## Your instructions
Beginning with the line that holds "Mark every instance of the dark" and ending with the last line of the entries, please output each line exactly, apart from any pictures.

Source data Block Start

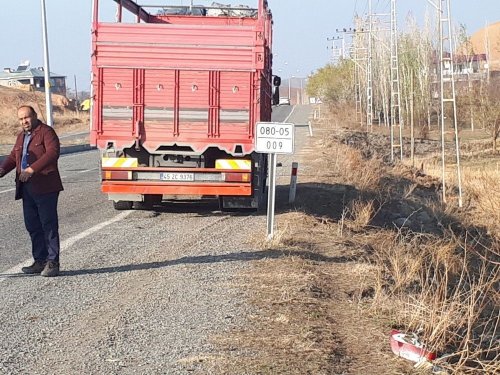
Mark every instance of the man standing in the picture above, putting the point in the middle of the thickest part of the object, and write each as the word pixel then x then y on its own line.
pixel 38 183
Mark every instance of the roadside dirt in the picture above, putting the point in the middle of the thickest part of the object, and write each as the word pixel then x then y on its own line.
pixel 325 304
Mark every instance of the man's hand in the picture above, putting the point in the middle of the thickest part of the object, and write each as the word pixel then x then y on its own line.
pixel 26 174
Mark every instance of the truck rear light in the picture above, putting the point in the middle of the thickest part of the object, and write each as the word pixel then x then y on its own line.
pixel 237 177
pixel 116 175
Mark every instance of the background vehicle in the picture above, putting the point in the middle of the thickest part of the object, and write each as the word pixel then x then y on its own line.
pixel 284 101
pixel 177 96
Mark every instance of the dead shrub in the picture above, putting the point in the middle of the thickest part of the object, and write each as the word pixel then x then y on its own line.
pixel 443 291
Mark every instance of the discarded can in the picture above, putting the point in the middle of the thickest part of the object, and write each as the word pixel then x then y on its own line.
pixel 409 347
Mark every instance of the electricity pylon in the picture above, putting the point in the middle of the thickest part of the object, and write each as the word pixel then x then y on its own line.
pixel 395 86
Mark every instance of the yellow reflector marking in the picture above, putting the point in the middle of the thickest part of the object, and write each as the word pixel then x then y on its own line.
pixel 119 162
pixel 233 164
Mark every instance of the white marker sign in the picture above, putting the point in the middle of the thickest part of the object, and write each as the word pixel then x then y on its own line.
pixel 274 138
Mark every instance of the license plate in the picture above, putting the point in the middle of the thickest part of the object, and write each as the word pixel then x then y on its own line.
pixel 174 176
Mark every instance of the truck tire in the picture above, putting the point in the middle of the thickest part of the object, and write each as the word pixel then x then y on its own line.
pixel 122 205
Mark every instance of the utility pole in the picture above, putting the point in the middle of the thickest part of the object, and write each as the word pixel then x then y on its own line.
pixel 395 87
pixel 46 66
pixel 447 84
pixel 369 87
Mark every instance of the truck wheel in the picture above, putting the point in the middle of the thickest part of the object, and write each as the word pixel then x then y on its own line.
pixel 122 205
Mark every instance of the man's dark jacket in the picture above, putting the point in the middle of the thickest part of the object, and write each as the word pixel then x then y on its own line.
pixel 43 150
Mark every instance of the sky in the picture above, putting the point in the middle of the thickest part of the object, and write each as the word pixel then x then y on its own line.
pixel 301 29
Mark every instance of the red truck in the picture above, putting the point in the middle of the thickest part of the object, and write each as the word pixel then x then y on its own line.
pixel 177 92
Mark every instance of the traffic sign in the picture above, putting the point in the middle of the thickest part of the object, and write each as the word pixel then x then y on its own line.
pixel 275 137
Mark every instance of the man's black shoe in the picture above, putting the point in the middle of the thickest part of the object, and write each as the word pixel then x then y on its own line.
pixel 51 269
pixel 36 267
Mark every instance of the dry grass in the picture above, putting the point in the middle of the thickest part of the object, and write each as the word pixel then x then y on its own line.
pixel 445 292
pixel 337 280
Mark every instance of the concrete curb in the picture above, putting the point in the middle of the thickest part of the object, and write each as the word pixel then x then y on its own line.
pixel 67 150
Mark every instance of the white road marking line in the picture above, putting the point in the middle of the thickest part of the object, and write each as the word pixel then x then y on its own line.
pixel 66 244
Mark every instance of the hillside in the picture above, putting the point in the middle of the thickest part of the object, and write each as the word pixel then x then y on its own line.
pixel 488 36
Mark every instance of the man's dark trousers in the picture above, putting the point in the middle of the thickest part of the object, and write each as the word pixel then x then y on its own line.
pixel 40 218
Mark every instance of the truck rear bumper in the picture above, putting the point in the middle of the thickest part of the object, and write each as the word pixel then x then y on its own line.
pixel 136 187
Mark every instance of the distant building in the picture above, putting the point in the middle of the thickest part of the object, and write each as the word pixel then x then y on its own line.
pixel 32 79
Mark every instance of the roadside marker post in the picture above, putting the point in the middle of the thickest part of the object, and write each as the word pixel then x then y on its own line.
pixel 293 183
pixel 273 138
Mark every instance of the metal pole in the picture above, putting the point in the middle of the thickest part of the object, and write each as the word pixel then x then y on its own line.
pixel 271 197
pixel 293 182
pixel 441 74
pixel 46 67
pixel 457 141
pixel 76 99
pixel 412 134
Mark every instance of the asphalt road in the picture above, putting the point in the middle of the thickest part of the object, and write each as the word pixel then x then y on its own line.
pixel 140 291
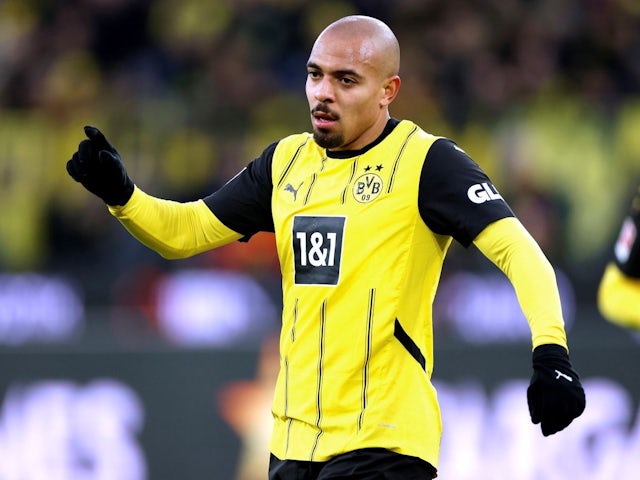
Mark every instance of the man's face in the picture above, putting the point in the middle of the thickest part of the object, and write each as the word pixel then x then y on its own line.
pixel 345 90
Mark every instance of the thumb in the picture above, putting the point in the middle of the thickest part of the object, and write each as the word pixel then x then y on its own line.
pixel 97 138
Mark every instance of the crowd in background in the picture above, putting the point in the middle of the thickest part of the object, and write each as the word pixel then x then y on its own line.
pixel 543 94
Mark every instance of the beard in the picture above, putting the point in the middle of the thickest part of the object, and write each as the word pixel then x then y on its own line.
pixel 328 140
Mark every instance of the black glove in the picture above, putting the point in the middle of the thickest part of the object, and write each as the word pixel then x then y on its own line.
pixel 98 167
pixel 555 394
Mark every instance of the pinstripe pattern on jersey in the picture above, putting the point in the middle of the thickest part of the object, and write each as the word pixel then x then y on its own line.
pixel 367 355
pixel 290 163
pixel 352 174
pixel 286 401
pixel 313 181
pixel 323 320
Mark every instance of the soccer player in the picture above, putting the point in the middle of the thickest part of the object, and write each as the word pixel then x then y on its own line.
pixel 619 290
pixel 363 210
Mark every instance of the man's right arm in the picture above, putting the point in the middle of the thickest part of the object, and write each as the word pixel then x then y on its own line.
pixel 239 209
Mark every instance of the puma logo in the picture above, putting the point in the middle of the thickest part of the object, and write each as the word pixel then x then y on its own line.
pixel 560 374
pixel 289 188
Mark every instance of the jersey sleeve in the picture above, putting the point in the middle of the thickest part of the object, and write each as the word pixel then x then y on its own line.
pixel 243 204
pixel 455 196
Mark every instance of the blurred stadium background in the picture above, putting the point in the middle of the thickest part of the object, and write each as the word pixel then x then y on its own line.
pixel 116 364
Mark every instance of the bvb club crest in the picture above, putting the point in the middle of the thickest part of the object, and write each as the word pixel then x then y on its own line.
pixel 367 187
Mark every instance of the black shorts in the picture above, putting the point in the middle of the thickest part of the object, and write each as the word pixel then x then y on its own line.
pixel 365 464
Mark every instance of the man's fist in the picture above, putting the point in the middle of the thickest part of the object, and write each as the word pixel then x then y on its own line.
pixel 555 394
pixel 98 167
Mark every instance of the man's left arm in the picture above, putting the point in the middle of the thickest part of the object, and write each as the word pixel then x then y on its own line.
pixel 555 394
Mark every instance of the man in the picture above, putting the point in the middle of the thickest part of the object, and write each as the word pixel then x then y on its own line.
pixel 363 210
pixel 619 290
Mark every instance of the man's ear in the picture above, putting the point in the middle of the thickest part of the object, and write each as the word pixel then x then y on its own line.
pixel 391 88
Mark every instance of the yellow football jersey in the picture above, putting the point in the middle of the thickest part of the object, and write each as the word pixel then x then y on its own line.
pixel 355 223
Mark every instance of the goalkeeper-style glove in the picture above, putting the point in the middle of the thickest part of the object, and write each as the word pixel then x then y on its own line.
pixel 555 394
pixel 98 167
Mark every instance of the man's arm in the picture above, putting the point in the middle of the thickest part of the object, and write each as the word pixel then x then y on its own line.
pixel 512 249
pixel 555 395
pixel 173 229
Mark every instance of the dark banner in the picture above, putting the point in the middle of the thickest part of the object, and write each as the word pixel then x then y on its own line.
pixel 196 414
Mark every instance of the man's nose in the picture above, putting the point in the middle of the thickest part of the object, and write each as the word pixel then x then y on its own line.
pixel 323 91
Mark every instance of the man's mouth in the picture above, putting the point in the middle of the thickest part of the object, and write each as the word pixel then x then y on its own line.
pixel 323 117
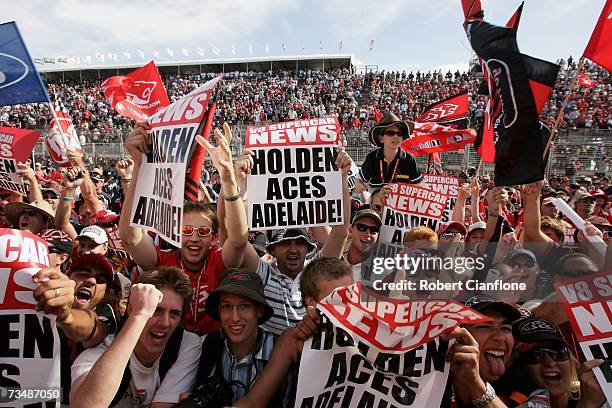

Source data Block End

## Result
Mark every instance of the dark banner in the picture above, putting the point in the middle of the thickest part of the object, and write each as the word pixel then x then y on its own line.
pixel 196 414
Mark every instance of the man's nose in the picture above, putting the point in the middle of the thickest part of the object, and write each as the word pixel then x then y on its own line.
pixel 323 91
Mark every instance of the man's mouth in the picture above, putting the point in the middle of the thickest part of the object, and write each as the word pixel then x then y on its own line.
pixel 323 117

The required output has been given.